**Reading text**
[Beignet] [PATCH 1/2] Add clEnqueueMapBuffer and clEnqueueMapImage non-blocking map support.

Yang Rong rong.r.yang at intel.com
Thu Aug 22 01:05:22 PDT 2013


There is a unsync map function drm_intel_gem_bo_map_unsynchronized in drm, that can
be used to do non-blocking map. But this function only map gtt, so force to use map
gtt for all clEnqueueMapBuffer and clEnqueueMapImage.

Signed-off-by: Yang Rong <rong.r.yang at intel.com>
---
 src/cl_api.c             | 81 +++++++++++++++++++++++++++++++++++++++++++++--
 src/cl_driver.h          |  4 +++
 src/cl_driver_defs.c     |  1 +
 src/cl_enqueue.c         | 82 +++++++-----------------------------------------
 src/cl_mem.c             | 14 +++++++--
 src/cl_mem.h             |  5 ++-
 src/intel/intel_driver.c |  1 +
 7 files changed, 113 insertions(+), 75 deletions(-)

**Exercise tasks**
**1)** Condense the paragraph of the patch message beginning "There is a unsync map function" into a short bulleted list that keeps its main facts.
**2)** Output, character for character, the stretch of the patch message from "Signed-off-by: Yang Rong" through "insertions(+), 75 deletions(-)".
The material is separate from the patch message and unrelated to it.

**Data extract**
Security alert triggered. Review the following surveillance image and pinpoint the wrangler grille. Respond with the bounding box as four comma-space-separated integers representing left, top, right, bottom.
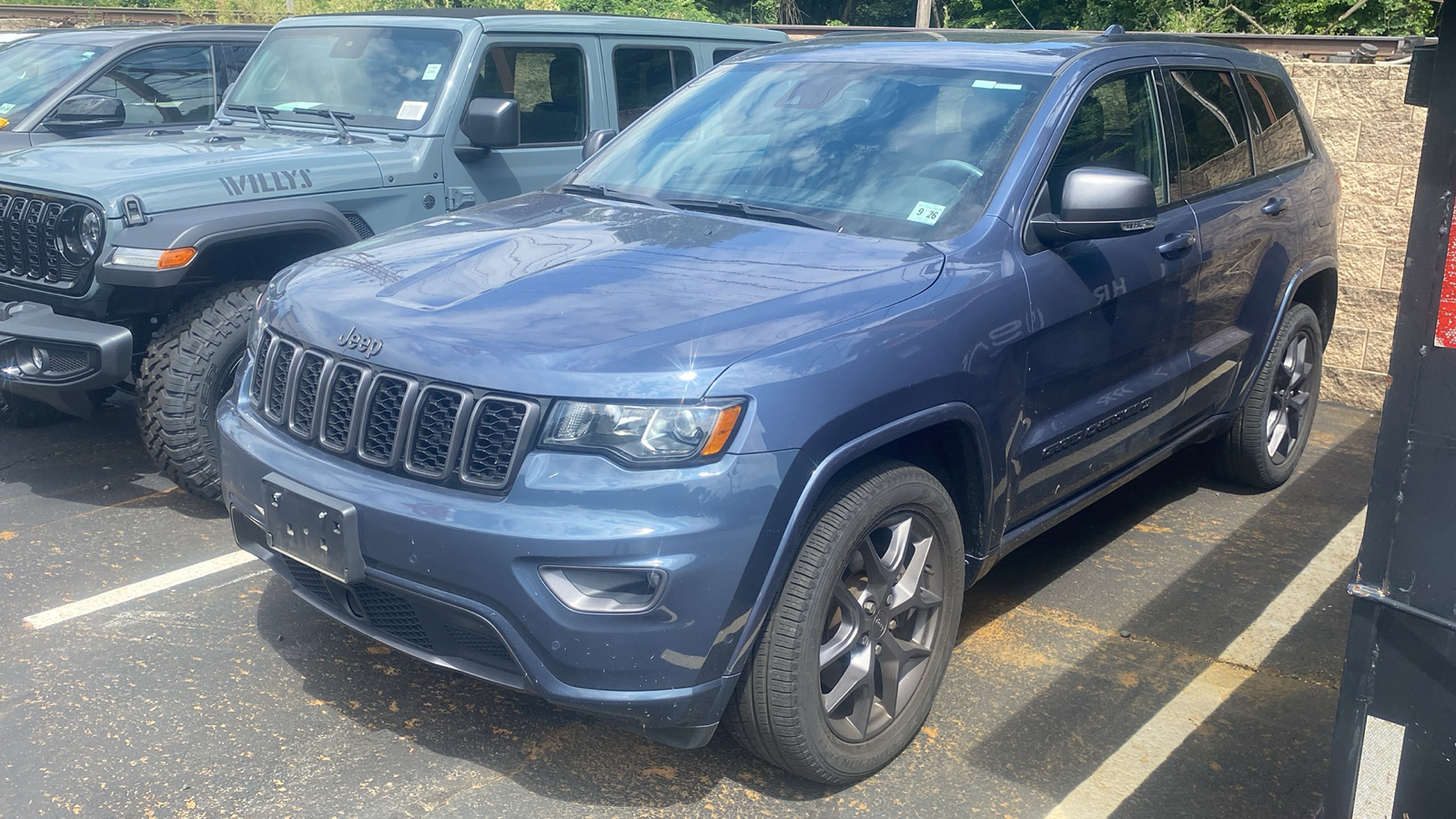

**Set of answers**
**1)**
- drm provides an unsynchronized map function, drm_intel_gem_bo_map_unsynchronized, which can be used for non-blocking maps.
- That function maps only GTT.
- As a result, GTT mapping is forced for all clEnqueueMapBuffer and clEnqueueMapImage calls.

**2)**
Signed-off-by: Yang Rong <rong.r.yang at intel.com>
---
 src/cl_api.c             | 81 +++++++++++++++++++++++++++++++++++++++++++++--
 src/cl_driver.h          |  4 +++
 src/cl_driver_defs.c     |  1 +
 src/cl_enqueue.c         | 82 +++++++-----------------------------------------
 src/cl_mem.c             | 14 +++++++--
 src/cl_mem.h             |  5 ++-
 src/intel/intel_driver.c |  1 +
 7 files changed, 113 insertions(+), 75 deletions(-)